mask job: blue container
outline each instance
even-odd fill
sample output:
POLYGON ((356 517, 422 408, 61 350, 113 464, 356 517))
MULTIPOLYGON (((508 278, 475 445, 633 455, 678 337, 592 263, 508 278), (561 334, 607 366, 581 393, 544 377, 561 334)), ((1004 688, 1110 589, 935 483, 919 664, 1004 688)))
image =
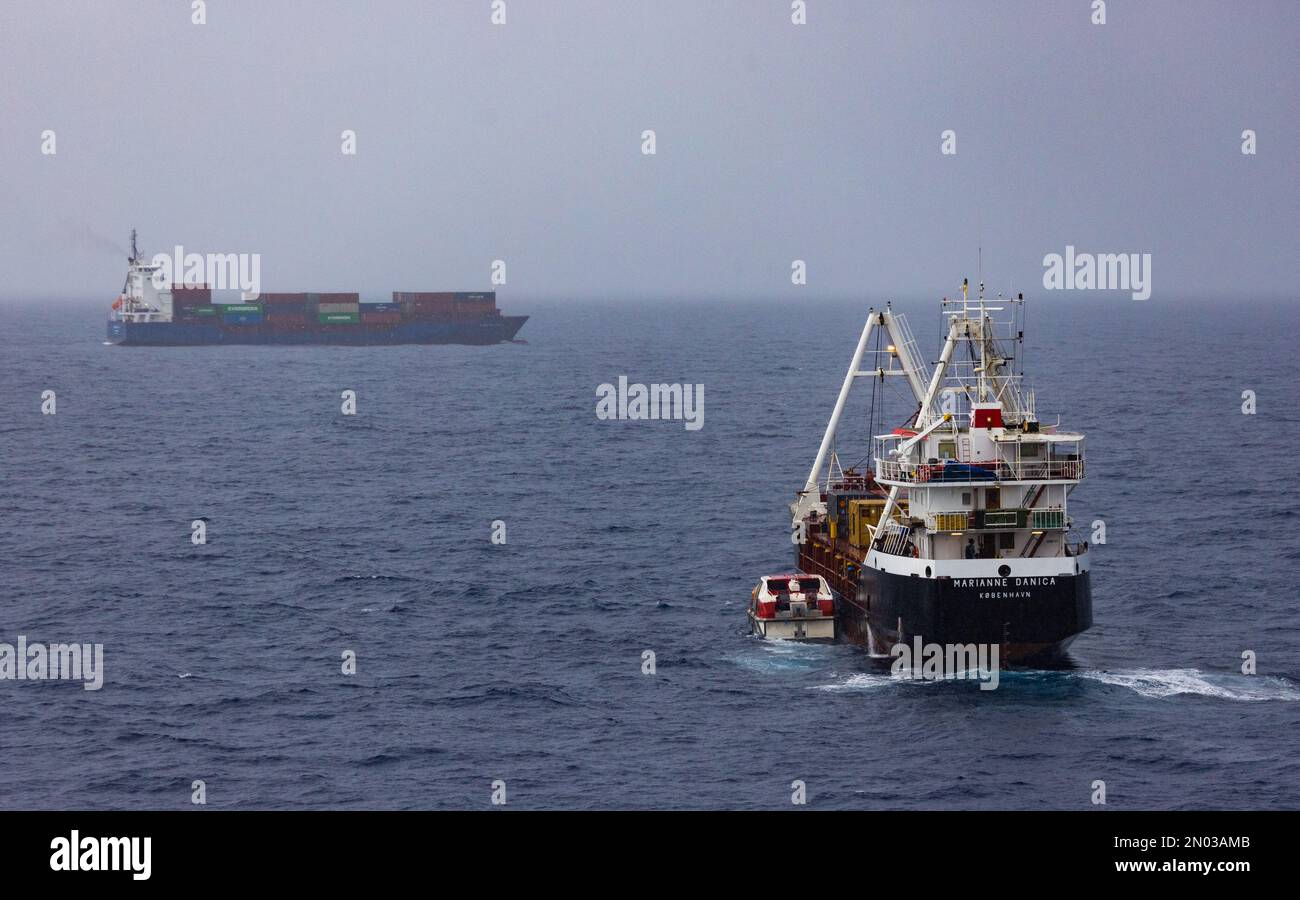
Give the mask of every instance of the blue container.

### Goal of the exercise:
Print each record exactly as it stands, skipping the pictures.

### Response box:
mask job: blue container
outline each instance
even-odd fill
sample output:
POLYGON ((356 517, 422 408, 61 350, 113 464, 356 517))
MULTIPOLYGON (((508 278, 475 445, 633 455, 678 337, 592 263, 508 278), (561 334, 607 366, 581 393, 544 377, 561 334)), ((1004 688, 1110 589, 935 483, 919 664, 1004 688)))
image =
Give the mask of every instance of the blue container.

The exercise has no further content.